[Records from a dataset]
-- BEGIN --

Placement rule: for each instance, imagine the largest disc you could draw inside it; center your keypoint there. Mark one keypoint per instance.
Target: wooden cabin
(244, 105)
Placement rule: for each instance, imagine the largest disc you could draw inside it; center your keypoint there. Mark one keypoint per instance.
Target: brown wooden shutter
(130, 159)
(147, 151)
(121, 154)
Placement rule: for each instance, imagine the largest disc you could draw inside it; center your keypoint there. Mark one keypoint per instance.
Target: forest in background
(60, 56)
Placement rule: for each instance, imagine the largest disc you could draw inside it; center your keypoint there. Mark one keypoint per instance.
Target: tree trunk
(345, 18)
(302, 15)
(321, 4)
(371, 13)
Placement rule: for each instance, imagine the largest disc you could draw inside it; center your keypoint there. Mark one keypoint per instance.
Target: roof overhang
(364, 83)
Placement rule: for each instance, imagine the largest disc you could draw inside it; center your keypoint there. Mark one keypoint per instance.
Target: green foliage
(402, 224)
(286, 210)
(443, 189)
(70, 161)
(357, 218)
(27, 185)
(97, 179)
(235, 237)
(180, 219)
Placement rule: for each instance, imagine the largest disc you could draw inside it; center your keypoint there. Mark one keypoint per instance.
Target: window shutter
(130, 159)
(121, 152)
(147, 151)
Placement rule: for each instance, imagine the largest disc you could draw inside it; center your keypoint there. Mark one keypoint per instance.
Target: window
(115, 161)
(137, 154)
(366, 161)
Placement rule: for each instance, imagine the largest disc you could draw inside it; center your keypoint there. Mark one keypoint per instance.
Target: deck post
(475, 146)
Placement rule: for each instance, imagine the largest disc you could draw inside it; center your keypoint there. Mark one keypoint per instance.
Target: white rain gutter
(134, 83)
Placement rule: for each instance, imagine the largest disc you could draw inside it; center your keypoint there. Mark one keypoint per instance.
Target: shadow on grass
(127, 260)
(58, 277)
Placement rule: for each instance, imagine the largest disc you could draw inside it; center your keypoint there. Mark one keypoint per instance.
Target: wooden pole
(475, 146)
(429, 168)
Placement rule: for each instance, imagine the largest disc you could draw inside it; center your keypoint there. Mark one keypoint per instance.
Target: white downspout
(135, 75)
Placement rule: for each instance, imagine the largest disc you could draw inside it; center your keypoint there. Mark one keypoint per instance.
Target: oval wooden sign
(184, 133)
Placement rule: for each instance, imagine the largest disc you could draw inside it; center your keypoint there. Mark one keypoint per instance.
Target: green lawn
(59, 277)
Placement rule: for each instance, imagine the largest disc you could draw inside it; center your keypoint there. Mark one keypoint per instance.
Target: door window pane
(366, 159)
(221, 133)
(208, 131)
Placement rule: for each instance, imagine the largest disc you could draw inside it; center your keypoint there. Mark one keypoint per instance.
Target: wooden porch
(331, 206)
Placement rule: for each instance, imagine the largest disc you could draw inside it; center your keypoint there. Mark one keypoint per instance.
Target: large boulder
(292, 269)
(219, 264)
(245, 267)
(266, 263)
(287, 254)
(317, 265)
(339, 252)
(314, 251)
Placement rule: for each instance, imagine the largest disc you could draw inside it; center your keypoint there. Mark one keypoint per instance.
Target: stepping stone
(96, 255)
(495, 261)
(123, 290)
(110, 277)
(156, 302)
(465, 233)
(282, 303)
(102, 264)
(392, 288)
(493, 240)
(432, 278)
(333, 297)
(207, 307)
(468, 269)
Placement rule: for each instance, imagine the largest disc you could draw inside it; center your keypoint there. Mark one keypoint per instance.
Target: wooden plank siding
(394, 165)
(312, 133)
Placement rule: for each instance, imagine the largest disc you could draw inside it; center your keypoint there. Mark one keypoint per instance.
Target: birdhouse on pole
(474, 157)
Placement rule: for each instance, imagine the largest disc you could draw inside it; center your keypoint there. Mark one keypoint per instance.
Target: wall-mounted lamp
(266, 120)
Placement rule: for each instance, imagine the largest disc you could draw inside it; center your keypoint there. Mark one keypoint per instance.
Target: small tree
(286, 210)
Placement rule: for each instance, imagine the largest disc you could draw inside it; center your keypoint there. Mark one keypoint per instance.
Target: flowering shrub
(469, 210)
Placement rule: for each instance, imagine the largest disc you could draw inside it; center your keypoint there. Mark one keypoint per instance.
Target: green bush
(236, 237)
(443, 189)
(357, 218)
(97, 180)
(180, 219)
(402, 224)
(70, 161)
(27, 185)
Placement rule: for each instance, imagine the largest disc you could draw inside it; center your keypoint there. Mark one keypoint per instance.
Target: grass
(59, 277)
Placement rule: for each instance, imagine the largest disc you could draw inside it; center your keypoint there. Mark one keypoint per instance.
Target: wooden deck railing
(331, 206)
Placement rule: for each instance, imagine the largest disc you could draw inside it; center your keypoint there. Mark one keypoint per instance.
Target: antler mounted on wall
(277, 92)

-- END --

Retype every entry word for word.

Placement rule: for each instance, imagine the largest disc you could draw inside it; center your keypoint there. Mark one keypoint per instance.
Target: wooden cabin
(244, 105)
Placement rule: for each instance, imagine the largest disc you could draw inside it; center your keypoint there. Mark one keypoint per instance.
Target: brown wooden shutter
(130, 159)
(147, 151)
(121, 154)
Placement rule: for each instance, imagine the largest disc you could draw inside it; center your keypoint there. Mark one keypoint per instance.
Target: forest in background
(60, 56)
Placement rule: for each instance, imagine the largest disc you could draw inside it; center your keypoint there. Mark one keypoint per instance.
Target: tree trunk
(345, 18)
(302, 15)
(321, 4)
(371, 13)
Placement rule: for each instance, imagine the largest disc you could draw inside it; center your keypoint there. Mark one keypoint per instance.
Target: roof overhang
(364, 83)
Placement rule: for each instance, imagine the largest disc you could draw inside it; center your keypoint there. Mark one keypoint per instance.
Target: green foliage
(402, 224)
(286, 210)
(443, 189)
(70, 161)
(357, 218)
(27, 185)
(97, 179)
(235, 237)
(180, 219)
Placement rule: for each instance, imagine the largest disc you could draw inside it; center your keypoint there. Mark one keypoint per instance.
Target: window shutter
(130, 159)
(121, 152)
(147, 151)
Placement rule: for each instance, imagine the largest disc you could draw inside it; center your keypoint there. Mark one keypoint per instance.
Target: window
(115, 161)
(137, 154)
(366, 161)
Placement rule: for each instance, imagine the largest disc you could draw inside it; center your keypoint there. Mark one keypoint per instance.
Target: deck post
(475, 146)
Placement rule: for each instance, imagine the largest disc you could draw inside it; center your keypoint there. Mark one keypoint per instance.
Target: white rain gutter
(134, 83)
Placement rule: for each instance, imagine the largest disc you could draw inside it; center your keypoint there. Mark one keypoint per instance.
Target: shadow on grass
(127, 260)
(58, 277)
Placement rule: for each instance, imagine the largest disc you could draw inside it; center your keypoint there. Mark one keypoint per instance.
Target: wooden pole
(475, 146)
(429, 168)
Placement rule: for each instance, imagine the largest disc you could draw inside it; center your keypoint there. Mark one keypoint per instance.
Target: white downspout
(135, 75)
Placement rule: for each instance, imagine the largest disc you could draw inside it; center your keypoint there. Mark one keypoint per instance.
Target: oval wooden sign
(184, 133)
Placement rule: for each instance, imagine the largest disc you could draw inside it; center your keypoint there. Mark one keypoint per instance.
Target: green lawn
(59, 277)
Placement rule: for each instance, imagine the largest disc you could draw inside it; center your keypoint there. Mark one keypoint per instance.
Target: door window pane
(366, 159)
(221, 133)
(208, 131)
Placement rule: for each instance, imagine the largest disc you could draw inside it; center your keypoint there. Mark one keypoint per instance.
Target: wooden porch
(331, 206)
Placement rule: for each instance, imagine the largest disc you could draw inside it; center your keypoint there. Mark one keypoint per instance.
Target: large boulder
(292, 269)
(219, 264)
(245, 267)
(266, 263)
(287, 254)
(317, 265)
(339, 252)
(314, 251)
Placement rule: for each instance, imagine the largest disc you could draw inside it; center your keypoint there. Mark one keypoint per instance.
Target: stepping stone
(96, 255)
(495, 261)
(123, 290)
(110, 277)
(156, 302)
(465, 233)
(282, 303)
(102, 264)
(392, 288)
(493, 240)
(432, 278)
(333, 297)
(207, 307)
(468, 269)
Placement rule: for each instance, imagine the largest disc you could draw inside it; center your keypoint there. Mark one keypoint per instance.
Target: wooden plank siding
(394, 165)
(312, 133)
Placement rule: for each instance, imagine the largest disc you could draw inside it; center your keypoint there. Mark one keypoint per instance.
Target: birdhouse on pole
(474, 157)
Placement rule: for each instance, imagine the largest disc you could draw inside it; center your keypoint there. Mark one keypoint per instance.
Target: wall-mounted lamp
(266, 120)
Placement rule: for each instance, imagine the largest disc you could draw inside it; center your keypoint there. Mark one keypoint per instance.
Target: small tree
(286, 210)
Placement rule: for each instance, imagine the largest disc you could draw inside it; center your keypoint there. Mark one keypoint per instance.
Target: flowering shrub
(469, 210)
Placement rule: for each instance, imagine the largest disc you could draw inside it; center your keypoint there. Mark one keypoint per instance.
Target: green bush
(236, 237)
(443, 189)
(357, 218)
(97, 180)
(180, 219)
(402, 224)
(70, 161)
(27, 185)
Placement rule: for each instance, imagine the largest disc you could draw inside it; center your keypoint there. Mark one keypoint per instance.
Target: grass
(59, 277)
Placement rule: for each instance, imagine the largest disc you could draw inside it; center your keypoint there. Mark one keypoint per instance.
Target: wooden deck railing
(331, 206)
Placement rule: for each instance, imagine the largest disc you could draw inside it; center your keypoint there. Mark one keypoint per instance.
Target: antler mounted on wall
(277, 92)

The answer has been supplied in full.